*Your instructions:* After reading the data, copy it out in full and exactly.

*** Records for this task

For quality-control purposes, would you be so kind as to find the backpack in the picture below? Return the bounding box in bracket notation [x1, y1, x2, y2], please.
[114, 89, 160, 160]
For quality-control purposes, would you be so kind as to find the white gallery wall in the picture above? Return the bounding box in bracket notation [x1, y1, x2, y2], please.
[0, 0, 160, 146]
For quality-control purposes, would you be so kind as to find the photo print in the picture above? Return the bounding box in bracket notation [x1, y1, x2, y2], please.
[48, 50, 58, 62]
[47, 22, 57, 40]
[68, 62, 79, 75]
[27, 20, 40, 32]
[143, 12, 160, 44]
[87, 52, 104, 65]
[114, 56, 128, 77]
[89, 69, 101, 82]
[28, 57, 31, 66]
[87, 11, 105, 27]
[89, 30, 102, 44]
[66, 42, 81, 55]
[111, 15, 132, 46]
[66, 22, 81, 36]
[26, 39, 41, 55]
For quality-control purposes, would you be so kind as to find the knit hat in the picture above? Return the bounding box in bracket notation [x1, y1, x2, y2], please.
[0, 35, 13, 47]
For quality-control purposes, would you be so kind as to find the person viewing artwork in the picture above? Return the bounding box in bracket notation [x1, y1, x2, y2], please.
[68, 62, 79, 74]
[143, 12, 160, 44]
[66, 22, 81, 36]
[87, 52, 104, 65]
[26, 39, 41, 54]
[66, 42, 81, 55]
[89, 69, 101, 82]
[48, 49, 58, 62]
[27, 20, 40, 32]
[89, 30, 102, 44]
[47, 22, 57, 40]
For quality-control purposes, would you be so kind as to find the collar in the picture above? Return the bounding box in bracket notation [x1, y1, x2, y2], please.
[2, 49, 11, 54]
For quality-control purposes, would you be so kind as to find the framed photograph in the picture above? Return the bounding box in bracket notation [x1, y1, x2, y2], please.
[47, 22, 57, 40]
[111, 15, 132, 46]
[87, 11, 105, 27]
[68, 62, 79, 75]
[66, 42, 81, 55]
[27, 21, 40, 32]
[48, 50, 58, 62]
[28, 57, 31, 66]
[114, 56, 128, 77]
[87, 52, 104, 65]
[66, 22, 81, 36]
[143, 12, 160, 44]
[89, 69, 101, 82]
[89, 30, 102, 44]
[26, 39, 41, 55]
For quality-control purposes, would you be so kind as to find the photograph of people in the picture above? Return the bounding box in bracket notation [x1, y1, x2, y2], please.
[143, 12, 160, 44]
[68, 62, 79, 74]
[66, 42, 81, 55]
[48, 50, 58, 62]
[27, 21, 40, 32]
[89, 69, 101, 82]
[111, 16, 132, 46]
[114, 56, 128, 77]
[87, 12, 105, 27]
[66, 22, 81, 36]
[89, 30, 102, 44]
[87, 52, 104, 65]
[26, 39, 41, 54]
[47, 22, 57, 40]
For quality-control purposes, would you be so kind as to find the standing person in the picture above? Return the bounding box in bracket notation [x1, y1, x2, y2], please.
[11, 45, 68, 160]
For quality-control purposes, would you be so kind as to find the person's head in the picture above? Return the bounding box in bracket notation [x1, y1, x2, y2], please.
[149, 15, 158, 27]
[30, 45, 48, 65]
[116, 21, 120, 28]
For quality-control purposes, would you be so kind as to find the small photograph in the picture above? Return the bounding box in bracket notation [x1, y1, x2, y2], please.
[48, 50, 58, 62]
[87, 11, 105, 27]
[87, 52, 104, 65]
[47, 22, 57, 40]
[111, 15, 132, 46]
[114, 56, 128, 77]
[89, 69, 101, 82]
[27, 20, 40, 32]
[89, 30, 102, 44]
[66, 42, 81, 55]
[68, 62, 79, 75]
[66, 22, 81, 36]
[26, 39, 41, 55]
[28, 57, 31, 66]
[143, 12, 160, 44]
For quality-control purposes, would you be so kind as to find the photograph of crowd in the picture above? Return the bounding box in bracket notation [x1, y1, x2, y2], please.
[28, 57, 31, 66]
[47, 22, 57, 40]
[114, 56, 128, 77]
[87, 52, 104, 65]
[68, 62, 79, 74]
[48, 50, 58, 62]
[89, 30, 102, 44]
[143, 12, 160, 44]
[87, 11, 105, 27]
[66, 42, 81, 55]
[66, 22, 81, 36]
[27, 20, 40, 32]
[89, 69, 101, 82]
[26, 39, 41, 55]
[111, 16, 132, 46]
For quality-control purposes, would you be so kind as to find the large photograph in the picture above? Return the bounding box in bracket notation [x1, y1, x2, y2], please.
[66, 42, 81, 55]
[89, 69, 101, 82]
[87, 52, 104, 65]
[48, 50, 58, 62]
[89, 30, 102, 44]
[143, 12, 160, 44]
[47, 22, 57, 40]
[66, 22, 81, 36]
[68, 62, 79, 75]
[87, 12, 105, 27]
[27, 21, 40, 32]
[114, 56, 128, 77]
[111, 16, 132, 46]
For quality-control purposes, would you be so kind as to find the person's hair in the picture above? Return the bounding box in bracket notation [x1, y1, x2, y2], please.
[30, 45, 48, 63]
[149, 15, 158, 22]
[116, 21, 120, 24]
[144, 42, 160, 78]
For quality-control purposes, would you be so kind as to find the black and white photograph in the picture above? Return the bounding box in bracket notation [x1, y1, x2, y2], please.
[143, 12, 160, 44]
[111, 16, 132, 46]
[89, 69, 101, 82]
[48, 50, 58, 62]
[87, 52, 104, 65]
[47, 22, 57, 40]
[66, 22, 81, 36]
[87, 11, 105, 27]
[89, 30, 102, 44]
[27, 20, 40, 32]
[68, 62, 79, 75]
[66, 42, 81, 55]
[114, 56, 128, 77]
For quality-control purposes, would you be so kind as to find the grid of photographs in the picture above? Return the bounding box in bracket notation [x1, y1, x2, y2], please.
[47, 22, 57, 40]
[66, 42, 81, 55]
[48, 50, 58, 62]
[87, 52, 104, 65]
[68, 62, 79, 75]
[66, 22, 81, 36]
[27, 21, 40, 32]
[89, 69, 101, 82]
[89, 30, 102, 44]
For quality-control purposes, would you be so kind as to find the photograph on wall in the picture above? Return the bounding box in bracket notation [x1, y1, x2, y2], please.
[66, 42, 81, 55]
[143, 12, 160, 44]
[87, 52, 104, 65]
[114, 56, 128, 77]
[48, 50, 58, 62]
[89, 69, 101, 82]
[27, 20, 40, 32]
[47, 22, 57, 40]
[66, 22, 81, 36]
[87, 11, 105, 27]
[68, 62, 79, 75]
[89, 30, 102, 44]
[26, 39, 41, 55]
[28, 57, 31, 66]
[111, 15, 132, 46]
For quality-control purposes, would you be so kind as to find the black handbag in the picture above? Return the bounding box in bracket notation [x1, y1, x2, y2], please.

******

*Exercise output:*
For quality-control purposes, would you be so kind as to find the backpack in the picture below? Return the bounding box in bracket notation [x1, y1, x2, y2], please.
[114, 89, 160, 160]
For quality-control purposes, would you be so kind as to find the white gallery wall in the picture above? Return the bounding box in bracket notation [x1, y1, x2, y2], please.
[0, 0, 160, 146]
For quality-control purposes, would you be so kind as to find the photo print in the picture above? Return the bounding box in bracket notation [x1, y1, x2, y2], please.
[48, 50, 58, 62]
[47, 22, 57, 40]
[68, 62, 79, 75]
[27, 20, 40, 32]
[143, 12, 160, 44]
[87, 52, 104, 65]
[114, 56, 128, 77]
[89, 69, 101, 82]
[28, 57, 31, 66]
[87, 11, 105, 27]
[89, 30, 102, 44]
[66, 42, 81, 55]
[111, 15, 132, 46]
[66, 22, 81, 36]
[26, 39, 41, 55]
For quality-control purposes, would you be so kind as to find the knit hat in the picture above? Return the bounding box in bracket notation [x1, y1, x2, y2], please.
[0, 35, 13, 47]
For quality-control purposes, would you be so kind as to find the person viewing artwork in the picture above? Return the bounding box in bracket notation [x1, y1, x2, y2], please.
[68, 62, 79, 74]
[143, 12, 160, 44]
[66, 22, 81, 36]
[87, 52, 104, 65]
[26, 39, 41, 54]
[66, 42, 81, 55]
[89, 69, 101, 82]
[48, 49, 58, 62]
[27, 20, 40, 32]
[89, 30, 102, 44]
[47, 22, 57, 40]
For quality-control purposes, would you be so kind as to find the collar in the picture above? Return the bounding box in bracket notation [x1, y1, x2, y2], please.
[2, 49, 11, 54]
For quality-control purposes, would you be so kind as to find the framed photograph in the picture above? Return the bounding box in bracket notation [x1, y1, x2, y2], please.
[47, 22, 57, 40]
[111, 15, 132, 46]
[87, 11, 105, 27]
[68, 62, 79, 75]
[66, 42, 81, 55]
[27, 21, 40, 32]
[48, 50, 58, 62]
[28, 57, 31, 66]
[114, 56, 128, 77]
[87, 52, 104, 65]
[66, 22, 81, 36]
[143, 12, 160, 44]
[89, 69, 101, 82]
[89, 30, 102, 44]
[26, 39, 41, 55]
For quality-control purposes, would you be so kind as to find the photograph of people in the picture above? Return the bounding box in bracket notation [x1, y1, x2, y2], please.
[143, 12, 160, 44]
[68, 62, 79, 74]
[66, 42, 81, 55]
[48, 50, 58, 62]
[27, 21, 40, 32]
[89, 69, 101, 82]
[111, 16, 132, 46]
[114, 56, 128, 77]
[87, 12, 105, 27]
[66, 22, 81, 36]
[89, 30, 102, 44]
[87, 52, 104, 65]
[26, 39, 41, 54]
[47, 22, 57, 40]
For quality-control purposes, would you be so kind as to find the standing person in the picture above? Return the bounding box in bracket notation [x1, y1, x2, y2], please.
[11, 45, 68, 160]
For quality-control purposes, would you be so kind as to find the person's head in the picture above? Return the bounding box in bracket notation [x1, y1, x2, y2], please.
[149, 15, 158, 27]
[30, 45, 48, 65]
[116, 21, 120, 28]
For quality-control purposes, would you be so kind as to find the small photograph in the picture above? Return the bounding box in bracket notation [x1, y1, x2, y2], please.
[48, 50, 58, 62]
[87, 11, 105, 27]
[87, 52, 104, 65]
[47, 22, 57, 40]
[111, 15, 132, 46]
[114, 56, 128, 77]
[89, 69, 101, 82]
[27, 20, 40, 32]
[89, 30, 102, 44]
[66, 42, 81, 55]
[68, 62, 79, 75]
[66, 22, 81, 36]
[26, 39, 41, 55]
[28, 57, 31, 66]
[143, 12, 160, 44]
For quality-control purposes, would you be so kind as to find the photograph of crowd in the picture above? Return the bounding box in bracket notation [x1, y1, x2, y2], please.
[28, 57, 31, 66]
[47, 22, 57, 40]
[114, 56, 128, 77]
[87, 52, 104, 65]
[68, 62, 79, 74]
[48, 50, 58, 62]
[89, 30, 102, 44]
[143, 12, 160, 44]
[87, 11, 105, 27]
[66, 42, 81, 55]
[66, 22, 81, 36]
[27, 20, 40, 32]
[89, 69, 101, 82]
[26, 39, 41, 55]
[111, 16, 132, 46]
For quality-control purposes, would you be so kind as to find the large photograph in the picture above? Return the bounding box in bracket notation [x1, y1, x2, y2], please.
[66, 42, 81, 55]
[89, 69, 101, 82]
[87, 52, 104, 65]
[48, 50, 58, 62]
[89, 30, 102, 44]
[143, 12, 160, 44]
[47, 22, 57, 40]
[66, 22, 81, 36]
[68, 62, 79, 75]
[87, 12, 105, 27]
[27, 21, 40, 32]
[114, 56, 128, 77]
[111, 16, 132, 46]
For quality-control purposes, would you be so kind as to find the person's hair in the picture above? Return the bounding box in bracket notation [x1, y1, x2, y2], please.
[30, 45, 48, 63]
[149, 15, 158, 22]
[116, 21, 120, 24]
[144, 42, 160, 78]
For quality-control purposes, would you be so kind as to find the black and white photograph in the picture above? Return the bounding box in bracket notation [x1, y1, x2, y2], please.
[143, 12, 160, 44]
[111, 16, 132, 46]
[89, 69, 101, 82]
[48, 50, 58, 62]
[87, 52, 104, 65]
[47, 22, 57, 40]
[66, 22, 81, 36]
[87, 11, 105, 27]
[89, 30, 102, 44]
[27, 20, 40, 32]
[68, 62, 79, 75]
[66, 42, 81, 55]
[114, 56, 128, 77]
For quality-control purposes, would you be so kind as to find the grid of photographs in the picture above? Return the bounding box in bracket notation [x1, y1, x2, y2], please.
[47, 22, 57, 40]
[66, 42, 81, 55]
[48, 50, 58, 62]
[87, 52, 104, 65]
[68, 62, 79, 75]
[66, 22, 81, 36]
[27, 21, 40, 32]
[89, 69, 101, 82]
[89, 30, 102, 44]
For quality-control purposes, would you be so kind as to find the photograph on wall in the picture above? Return the bounding box in bracket notation [x1, y1, x2, y2], please.
[66, 42, 81, 55]
[143, 12, 160, 44]
[87, 52, 104, 65]
[114, 56, 128, 77]
[48, 50, 58, 62]
[89, 69, 101, 82]
[27, 20, 40, 32]
[47, 22, 57, 40]
[66, 22, 81, 36]
[87, 11, 105, 27]
[68, 62, 79, 75]
[89, 30, 102, 44]
[26, 39, 41, 55]
[28, 57, 31, 66]
[111, 15, 132, 46]
For quality-control purposes, would you be so kind as to find the black handbag in the picture above? Return the bounding box in bracket notation [x1, y1, x2, y2], please.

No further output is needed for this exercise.